> [DOCUMENT EXTRACT]
▼▼▼

2) Is there a way to avoid search engines of indexing {{}} binds literally? i.e.
<h2>{{title}}</h2>
I know I could do something like
<h2 ng-bind="title"></h2>
but what if I want to actually let the crawler "see" the title? Is server-side rendering the only solution?

(2022) Use Server Side Rendering if possible, and generate URLs with Pushstate
Google can and will run JavaScript now so it is very possible to build a site using only JavaScript provided you create a sensible URL structure. However, pagespeed has become a progressively more important ranking factor and typically pages built clientside perform poorly on initial render.
Serverside rendering (SSR) can help by allowing your pages to be pre-generated on the server. Your html containst the div that will be used as the page root, but this is not an empty div, it contains the html that the JavaScript would have generated if it were allowed to run.
The client downloads the HTML and renders it giving a very fast initial load, then it executes the JavaScript replacing the content of the root div with generated content in a process known as hydration.

▲▲▲

> [SUPPLIED ENTRIES]
▼▼▼

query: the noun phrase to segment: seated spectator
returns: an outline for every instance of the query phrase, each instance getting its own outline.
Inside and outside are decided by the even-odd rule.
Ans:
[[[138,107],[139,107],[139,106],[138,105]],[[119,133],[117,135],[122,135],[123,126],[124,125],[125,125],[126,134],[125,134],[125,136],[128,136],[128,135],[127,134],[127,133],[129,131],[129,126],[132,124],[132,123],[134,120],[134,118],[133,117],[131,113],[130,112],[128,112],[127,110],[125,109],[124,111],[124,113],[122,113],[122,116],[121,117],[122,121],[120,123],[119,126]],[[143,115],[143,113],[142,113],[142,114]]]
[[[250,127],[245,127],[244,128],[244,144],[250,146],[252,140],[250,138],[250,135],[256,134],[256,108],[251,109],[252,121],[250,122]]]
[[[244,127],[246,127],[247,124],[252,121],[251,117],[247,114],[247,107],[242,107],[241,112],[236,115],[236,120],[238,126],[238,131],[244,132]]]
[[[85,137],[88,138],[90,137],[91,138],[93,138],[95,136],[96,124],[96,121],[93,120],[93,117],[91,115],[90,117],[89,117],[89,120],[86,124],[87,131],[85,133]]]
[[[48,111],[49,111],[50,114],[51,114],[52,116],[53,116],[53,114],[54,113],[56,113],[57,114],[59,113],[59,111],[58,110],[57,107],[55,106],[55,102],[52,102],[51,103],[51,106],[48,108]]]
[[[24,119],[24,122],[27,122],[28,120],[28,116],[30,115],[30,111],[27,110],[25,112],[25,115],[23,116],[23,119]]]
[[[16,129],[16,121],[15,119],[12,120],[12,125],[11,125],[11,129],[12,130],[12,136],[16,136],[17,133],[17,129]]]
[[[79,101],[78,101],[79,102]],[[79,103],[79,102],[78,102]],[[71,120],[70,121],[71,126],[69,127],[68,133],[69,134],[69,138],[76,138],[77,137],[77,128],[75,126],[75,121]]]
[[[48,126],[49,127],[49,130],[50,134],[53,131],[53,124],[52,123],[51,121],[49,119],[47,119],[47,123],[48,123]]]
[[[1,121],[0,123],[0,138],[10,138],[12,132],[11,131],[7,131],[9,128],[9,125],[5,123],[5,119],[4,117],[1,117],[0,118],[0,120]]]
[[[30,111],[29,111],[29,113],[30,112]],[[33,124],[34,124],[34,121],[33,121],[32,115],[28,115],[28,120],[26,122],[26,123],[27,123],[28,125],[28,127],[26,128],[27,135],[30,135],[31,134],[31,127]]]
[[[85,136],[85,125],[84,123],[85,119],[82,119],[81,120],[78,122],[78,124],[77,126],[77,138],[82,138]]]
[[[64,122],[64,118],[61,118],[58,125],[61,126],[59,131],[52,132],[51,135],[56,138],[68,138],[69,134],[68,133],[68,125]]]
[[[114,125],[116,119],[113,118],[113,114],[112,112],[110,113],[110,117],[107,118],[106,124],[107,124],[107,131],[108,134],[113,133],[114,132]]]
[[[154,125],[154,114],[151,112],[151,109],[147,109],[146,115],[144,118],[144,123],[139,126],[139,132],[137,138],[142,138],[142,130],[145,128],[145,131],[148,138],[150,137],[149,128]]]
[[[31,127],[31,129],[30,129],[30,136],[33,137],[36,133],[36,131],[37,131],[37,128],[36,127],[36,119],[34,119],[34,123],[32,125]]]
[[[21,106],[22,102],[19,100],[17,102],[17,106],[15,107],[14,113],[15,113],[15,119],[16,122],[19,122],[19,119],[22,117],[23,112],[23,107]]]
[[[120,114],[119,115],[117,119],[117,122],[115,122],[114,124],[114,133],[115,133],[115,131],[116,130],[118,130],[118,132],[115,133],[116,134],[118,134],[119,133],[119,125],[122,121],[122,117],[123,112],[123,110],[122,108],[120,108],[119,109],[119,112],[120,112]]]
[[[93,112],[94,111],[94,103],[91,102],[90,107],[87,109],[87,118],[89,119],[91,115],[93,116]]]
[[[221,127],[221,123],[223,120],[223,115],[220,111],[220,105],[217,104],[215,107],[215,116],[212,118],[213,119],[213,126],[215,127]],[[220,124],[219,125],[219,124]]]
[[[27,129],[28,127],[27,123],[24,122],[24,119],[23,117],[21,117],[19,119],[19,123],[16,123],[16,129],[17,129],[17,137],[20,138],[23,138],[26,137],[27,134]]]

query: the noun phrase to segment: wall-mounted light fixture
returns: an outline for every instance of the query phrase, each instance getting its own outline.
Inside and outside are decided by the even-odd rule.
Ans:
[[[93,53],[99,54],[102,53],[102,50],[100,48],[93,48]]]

▲▲▲

> [OBJECTIVE]
Please answer these questions from the thread above on search engines and JavaScript sites:
(a) What does the 2022 reply say has become a progressively more important ranking factor?
(b) With server-side rendering, what does the div used as the page root contain?
(c) What is the process called in which the JavaScript replaces the content of the root div with generated content?

> [TASK RESULT]
(a) Pagespeed.
(b) The HTML that the JavaScript would have generated if it were allowed to run.
(c) Hydration.